(Saved entries)
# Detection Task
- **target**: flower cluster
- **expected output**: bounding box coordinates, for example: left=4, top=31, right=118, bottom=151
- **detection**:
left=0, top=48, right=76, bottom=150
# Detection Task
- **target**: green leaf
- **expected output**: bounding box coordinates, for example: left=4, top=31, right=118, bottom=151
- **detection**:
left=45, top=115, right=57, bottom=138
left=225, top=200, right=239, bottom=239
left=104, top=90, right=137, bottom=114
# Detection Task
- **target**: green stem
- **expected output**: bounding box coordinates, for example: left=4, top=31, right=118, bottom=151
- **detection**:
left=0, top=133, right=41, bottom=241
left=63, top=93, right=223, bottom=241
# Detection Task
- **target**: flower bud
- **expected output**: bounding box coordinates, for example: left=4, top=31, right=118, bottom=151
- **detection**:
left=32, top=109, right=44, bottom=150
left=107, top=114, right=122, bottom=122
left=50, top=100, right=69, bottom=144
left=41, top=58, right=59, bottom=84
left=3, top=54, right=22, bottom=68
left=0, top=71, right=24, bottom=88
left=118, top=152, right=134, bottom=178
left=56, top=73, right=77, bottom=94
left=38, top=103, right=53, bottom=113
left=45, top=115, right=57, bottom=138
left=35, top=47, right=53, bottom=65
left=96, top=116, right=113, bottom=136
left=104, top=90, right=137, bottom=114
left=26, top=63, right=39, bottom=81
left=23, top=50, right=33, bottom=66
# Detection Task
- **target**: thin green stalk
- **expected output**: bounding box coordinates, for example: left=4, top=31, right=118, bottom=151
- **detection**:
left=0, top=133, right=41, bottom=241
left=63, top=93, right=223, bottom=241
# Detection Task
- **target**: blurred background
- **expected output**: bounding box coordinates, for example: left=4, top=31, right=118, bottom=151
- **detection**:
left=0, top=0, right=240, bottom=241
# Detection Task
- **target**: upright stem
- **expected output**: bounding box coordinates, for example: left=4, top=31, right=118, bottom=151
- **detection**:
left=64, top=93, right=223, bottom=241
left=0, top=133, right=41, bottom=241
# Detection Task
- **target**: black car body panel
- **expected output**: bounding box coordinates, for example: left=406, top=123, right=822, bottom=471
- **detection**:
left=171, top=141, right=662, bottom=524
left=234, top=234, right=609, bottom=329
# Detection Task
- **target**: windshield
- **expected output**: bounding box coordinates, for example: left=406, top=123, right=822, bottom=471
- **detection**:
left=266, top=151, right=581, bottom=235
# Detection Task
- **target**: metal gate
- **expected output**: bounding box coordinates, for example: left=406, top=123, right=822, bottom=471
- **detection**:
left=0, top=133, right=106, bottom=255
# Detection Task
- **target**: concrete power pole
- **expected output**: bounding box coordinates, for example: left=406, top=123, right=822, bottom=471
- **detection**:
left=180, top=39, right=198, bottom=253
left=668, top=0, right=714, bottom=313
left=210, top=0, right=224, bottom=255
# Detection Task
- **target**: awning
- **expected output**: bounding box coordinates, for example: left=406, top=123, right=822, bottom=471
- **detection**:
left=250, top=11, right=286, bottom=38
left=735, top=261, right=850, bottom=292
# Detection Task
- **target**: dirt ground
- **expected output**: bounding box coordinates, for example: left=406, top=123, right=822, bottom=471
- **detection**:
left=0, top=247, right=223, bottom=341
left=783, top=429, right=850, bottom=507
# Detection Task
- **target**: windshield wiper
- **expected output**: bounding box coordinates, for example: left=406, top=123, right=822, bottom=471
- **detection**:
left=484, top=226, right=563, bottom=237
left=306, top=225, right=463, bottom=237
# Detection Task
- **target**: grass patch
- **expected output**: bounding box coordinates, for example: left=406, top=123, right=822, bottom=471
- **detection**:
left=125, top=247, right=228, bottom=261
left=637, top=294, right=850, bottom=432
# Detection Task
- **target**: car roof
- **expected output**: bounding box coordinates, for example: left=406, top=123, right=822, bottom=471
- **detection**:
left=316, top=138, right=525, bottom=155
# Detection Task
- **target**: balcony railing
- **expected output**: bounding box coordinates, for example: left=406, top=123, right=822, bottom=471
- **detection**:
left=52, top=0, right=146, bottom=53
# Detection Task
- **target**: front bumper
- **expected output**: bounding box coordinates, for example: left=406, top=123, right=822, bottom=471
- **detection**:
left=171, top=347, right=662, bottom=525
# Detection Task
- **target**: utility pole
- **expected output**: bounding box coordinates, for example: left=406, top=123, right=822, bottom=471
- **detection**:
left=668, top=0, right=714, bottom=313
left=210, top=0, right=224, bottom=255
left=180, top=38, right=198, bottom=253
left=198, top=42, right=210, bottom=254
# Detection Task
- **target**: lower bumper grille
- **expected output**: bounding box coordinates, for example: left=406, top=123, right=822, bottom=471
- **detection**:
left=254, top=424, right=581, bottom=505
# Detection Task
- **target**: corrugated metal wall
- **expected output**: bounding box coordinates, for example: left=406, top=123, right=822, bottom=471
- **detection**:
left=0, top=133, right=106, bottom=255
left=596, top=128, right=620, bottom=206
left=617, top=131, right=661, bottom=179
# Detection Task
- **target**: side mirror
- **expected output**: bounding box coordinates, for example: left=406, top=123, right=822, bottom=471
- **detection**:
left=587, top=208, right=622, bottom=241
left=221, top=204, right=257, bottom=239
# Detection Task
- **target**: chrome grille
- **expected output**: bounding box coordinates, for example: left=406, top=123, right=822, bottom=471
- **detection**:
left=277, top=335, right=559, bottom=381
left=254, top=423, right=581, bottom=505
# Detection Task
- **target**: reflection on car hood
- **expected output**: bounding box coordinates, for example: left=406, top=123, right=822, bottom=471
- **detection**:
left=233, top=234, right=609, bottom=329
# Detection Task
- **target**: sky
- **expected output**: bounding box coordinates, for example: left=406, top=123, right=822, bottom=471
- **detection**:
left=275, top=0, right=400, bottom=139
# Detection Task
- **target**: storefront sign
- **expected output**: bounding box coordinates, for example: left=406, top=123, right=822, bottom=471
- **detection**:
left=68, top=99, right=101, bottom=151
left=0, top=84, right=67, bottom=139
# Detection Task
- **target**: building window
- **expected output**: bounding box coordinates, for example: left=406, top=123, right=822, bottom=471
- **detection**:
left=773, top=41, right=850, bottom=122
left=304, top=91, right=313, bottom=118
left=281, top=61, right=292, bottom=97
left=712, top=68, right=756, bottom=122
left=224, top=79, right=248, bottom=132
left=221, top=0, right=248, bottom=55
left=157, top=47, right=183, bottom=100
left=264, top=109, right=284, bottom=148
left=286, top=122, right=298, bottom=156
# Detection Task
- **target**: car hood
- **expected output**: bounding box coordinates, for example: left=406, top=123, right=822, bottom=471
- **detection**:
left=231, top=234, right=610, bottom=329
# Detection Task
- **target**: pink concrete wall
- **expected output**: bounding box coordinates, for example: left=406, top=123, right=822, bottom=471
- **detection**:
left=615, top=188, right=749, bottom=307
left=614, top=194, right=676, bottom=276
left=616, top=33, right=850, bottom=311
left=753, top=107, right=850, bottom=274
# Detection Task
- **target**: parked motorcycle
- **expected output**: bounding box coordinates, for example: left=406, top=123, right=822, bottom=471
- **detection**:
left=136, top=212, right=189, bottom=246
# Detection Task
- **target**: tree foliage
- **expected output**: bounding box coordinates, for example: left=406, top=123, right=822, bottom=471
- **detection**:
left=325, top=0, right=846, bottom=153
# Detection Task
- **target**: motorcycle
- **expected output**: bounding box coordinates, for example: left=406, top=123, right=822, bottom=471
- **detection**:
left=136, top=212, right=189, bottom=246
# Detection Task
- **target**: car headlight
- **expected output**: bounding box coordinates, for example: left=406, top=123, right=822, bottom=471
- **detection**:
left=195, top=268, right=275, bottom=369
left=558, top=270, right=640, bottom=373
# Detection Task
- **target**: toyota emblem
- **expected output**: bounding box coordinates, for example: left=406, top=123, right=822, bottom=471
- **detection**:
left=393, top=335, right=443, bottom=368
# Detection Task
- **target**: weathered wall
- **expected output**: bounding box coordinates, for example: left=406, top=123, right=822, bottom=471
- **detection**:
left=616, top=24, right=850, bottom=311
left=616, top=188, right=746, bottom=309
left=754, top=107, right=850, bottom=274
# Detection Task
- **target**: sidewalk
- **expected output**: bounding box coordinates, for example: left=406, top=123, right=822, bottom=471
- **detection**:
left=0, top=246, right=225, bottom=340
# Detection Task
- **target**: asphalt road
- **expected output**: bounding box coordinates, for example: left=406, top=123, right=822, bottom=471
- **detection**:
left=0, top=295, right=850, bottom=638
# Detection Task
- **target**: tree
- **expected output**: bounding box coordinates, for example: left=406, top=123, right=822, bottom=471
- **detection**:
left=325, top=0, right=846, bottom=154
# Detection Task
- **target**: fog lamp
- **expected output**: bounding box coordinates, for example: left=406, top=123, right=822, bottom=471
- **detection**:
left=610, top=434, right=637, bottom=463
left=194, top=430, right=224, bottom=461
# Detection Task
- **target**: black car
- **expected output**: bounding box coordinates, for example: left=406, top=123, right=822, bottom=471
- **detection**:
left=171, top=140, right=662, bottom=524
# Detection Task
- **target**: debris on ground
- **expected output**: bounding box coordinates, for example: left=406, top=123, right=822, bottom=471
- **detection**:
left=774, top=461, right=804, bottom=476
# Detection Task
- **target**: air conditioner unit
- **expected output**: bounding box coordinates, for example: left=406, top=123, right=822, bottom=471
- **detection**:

Task directions ->
Please gather every line of the listing above that contains the word "wall".

Solution to the problem ->
- **target**: corrugated metal wall
- **target**: pink concrete wall
- **target**: weathered wall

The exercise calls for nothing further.